§ Exercise 1
In the article on injured senior football players, rewrite the section between "Unfortunately, it doesn't" and "a screeching halt.", inclusive, substituting "grinding" for "screeching".
§ Exercise 2
Answer these questions from the article on injured senior football players:
(a) Which of Griffin's hands broke, and what did it hit?
(b) On what date did Mclennan tear his anterior cruciate ligament, and against which team?
(c) What jersey number did Mclennan wear on the sideline against Saguaro?

§ Supplied passage
It's a reality most senior football players eventually deal with as the scoreboard slowly ticks away the final seconds of their career.
Unfortunately, it doesn't always end on a clean break like that.
There are times when their careers come to a sudden end. Instead of playing out the full schedule with their classmates, heading into the final game of the year knowing it is their last chance to come out of the locker room, an injury brings it to a screeching halt.
"It's heartbreaking, really," Mountain Pointe coach Norris Vaughan said. "It's not a sport you can play recreationally so when it comes to an end it is the last time most kids will ever play football. When it ends prematurely, it is even harder to let go."
It's what Mountain Pointe senior linebacker Nick Griffin has dealt with since getting injured in the Chandler game on Sept. 22.
At some point in the first quarter, Griffin's right hand broke when it hit a Chandler player's helmet. He went to the trainer, taped it up and proceeded to play the best game of his varsity career.
The fact that he kept playing with the injury is what makes it even harder to deal with the fact that his season, and most likely his career, is over while everyone else on the team is preparing for Thursday's home game against Corona del Sol.
"I played with it, but I knew it was bad," Griffin said. "By the time I got home (after the game) it was really swollen. I had a feeling that I was in trouble."
Turns out Griffin was right.
It was a broken hand, and last Wednesday he had a plate and two screws inserted during outpatient surgery in Cave Creek.
The surgery was the easy part for Griffin. The mental side of it flares up more than the initial pain.
He has played football since an early age and Griffin is facing the distinct possibility he has played his last game. He had hopes of playing at the college level after a successful senior year.
Griffin's scenario is hardly new or singular, as Desert Vista senior linebacker Austin Mclennan tore the anterior cruciate ligament on Sept. 23 against Corona.
Mclennan was on the sideline against Saguaro on Friday, wearing his No. 30 jersey, getting emotionally involved as if he was still playing.
"They were there for me and brought (his spirits) up," Mclennan said. "I had to be there for them. It was hard watching and knowing my season is probably over, but I still have to be there for my teammates."
It is a scenario coaches never get used to dealing with even though they know they have to find a replacement.
They have to look a 17- or 18-year-old kid in the eye and console them while knowing that the player may never step on the field again.

§ Provided information
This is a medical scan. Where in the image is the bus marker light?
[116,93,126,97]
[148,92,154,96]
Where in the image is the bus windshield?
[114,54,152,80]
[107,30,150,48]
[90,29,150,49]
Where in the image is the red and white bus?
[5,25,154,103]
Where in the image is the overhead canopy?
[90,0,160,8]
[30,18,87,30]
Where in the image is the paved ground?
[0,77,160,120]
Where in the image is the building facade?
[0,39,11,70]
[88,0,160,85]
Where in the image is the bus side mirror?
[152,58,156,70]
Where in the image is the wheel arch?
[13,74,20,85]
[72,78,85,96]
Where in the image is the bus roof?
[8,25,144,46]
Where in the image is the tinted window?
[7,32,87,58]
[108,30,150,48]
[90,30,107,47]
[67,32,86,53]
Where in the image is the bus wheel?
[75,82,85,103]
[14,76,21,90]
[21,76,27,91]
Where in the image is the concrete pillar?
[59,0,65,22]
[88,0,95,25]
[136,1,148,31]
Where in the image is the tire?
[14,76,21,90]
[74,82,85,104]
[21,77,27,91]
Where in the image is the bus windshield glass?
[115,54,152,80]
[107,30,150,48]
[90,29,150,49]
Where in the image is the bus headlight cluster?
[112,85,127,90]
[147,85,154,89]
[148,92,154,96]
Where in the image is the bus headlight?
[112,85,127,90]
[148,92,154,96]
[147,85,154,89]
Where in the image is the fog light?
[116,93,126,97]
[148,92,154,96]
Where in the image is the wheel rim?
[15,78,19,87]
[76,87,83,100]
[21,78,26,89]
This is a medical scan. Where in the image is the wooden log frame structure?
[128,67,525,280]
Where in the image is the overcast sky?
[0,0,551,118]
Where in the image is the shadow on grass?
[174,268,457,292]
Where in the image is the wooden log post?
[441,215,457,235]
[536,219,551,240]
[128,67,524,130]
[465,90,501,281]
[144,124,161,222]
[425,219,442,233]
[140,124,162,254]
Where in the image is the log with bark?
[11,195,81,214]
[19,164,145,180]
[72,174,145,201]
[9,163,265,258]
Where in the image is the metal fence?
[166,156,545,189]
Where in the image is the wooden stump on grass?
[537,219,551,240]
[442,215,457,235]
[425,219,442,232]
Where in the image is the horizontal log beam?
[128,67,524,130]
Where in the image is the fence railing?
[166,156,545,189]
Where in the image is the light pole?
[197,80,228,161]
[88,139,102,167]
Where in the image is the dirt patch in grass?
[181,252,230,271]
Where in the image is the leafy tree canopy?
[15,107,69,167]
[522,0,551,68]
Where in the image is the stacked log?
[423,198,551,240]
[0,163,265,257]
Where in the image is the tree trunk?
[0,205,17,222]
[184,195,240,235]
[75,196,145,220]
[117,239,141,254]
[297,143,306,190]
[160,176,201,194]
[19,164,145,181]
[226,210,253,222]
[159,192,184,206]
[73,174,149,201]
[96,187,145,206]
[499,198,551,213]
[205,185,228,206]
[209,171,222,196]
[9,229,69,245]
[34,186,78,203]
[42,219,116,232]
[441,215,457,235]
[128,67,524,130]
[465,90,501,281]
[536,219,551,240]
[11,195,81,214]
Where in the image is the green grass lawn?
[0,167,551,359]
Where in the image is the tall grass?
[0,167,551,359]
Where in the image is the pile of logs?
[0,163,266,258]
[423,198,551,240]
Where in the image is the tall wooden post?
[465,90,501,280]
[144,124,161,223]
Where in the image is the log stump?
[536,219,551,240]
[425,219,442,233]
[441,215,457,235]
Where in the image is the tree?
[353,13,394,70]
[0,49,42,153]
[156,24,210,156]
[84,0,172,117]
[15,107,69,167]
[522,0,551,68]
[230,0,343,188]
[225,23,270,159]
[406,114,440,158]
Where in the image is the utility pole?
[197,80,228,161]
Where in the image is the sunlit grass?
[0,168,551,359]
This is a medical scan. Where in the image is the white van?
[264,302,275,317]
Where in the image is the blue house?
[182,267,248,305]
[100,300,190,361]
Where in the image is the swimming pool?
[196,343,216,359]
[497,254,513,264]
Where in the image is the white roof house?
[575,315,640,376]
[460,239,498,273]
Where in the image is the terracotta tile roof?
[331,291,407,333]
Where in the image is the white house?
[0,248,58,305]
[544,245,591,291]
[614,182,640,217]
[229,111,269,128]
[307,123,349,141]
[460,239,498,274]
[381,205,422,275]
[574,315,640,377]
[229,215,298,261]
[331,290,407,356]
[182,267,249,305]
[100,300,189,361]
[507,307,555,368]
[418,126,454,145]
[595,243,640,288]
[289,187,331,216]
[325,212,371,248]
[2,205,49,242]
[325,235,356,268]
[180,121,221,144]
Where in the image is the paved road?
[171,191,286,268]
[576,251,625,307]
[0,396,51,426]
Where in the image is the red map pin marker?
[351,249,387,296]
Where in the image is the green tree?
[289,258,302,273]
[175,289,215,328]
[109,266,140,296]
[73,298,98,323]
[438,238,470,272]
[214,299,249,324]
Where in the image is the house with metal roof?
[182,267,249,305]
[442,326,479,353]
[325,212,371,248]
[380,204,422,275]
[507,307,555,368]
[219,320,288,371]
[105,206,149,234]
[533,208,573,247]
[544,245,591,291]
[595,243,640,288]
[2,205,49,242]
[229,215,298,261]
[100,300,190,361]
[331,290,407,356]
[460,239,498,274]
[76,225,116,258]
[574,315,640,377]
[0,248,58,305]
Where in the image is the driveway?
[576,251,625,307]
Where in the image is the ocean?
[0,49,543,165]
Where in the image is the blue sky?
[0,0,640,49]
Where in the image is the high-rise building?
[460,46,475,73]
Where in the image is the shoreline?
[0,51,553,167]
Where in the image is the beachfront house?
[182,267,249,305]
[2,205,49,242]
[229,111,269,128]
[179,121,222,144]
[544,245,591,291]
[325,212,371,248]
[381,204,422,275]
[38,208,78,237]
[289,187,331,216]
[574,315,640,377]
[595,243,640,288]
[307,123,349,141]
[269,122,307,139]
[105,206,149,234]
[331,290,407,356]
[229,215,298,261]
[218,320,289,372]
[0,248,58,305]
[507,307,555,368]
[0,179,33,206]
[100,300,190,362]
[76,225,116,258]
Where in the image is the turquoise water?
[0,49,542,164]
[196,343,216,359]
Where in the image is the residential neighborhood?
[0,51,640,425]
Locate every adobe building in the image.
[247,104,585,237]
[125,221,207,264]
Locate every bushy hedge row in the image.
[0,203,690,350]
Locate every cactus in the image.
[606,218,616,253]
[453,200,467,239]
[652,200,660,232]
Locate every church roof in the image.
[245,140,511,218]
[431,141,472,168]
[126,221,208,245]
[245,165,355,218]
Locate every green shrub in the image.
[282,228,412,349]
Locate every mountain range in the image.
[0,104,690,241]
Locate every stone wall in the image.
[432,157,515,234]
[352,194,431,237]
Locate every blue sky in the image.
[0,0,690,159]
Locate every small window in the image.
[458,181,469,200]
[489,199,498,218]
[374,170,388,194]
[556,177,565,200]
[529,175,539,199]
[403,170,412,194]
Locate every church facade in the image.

§ Exercise response 1
Unfortunately, it doesn't always end on a clean break like that.
There are times when their careers come to a sudden end. Instead of playing out the full schedule with their classmates, heading into the final game of the year knowing it is their last chance to come out of the locker room, an injury brings it to a grinding halt.

§ Exercise response 2
(a) His right hand broke when it hit a Chandler player's helmet.
(b) He tore it on Sept. 23 against Corona.
(c) He wore No. 30.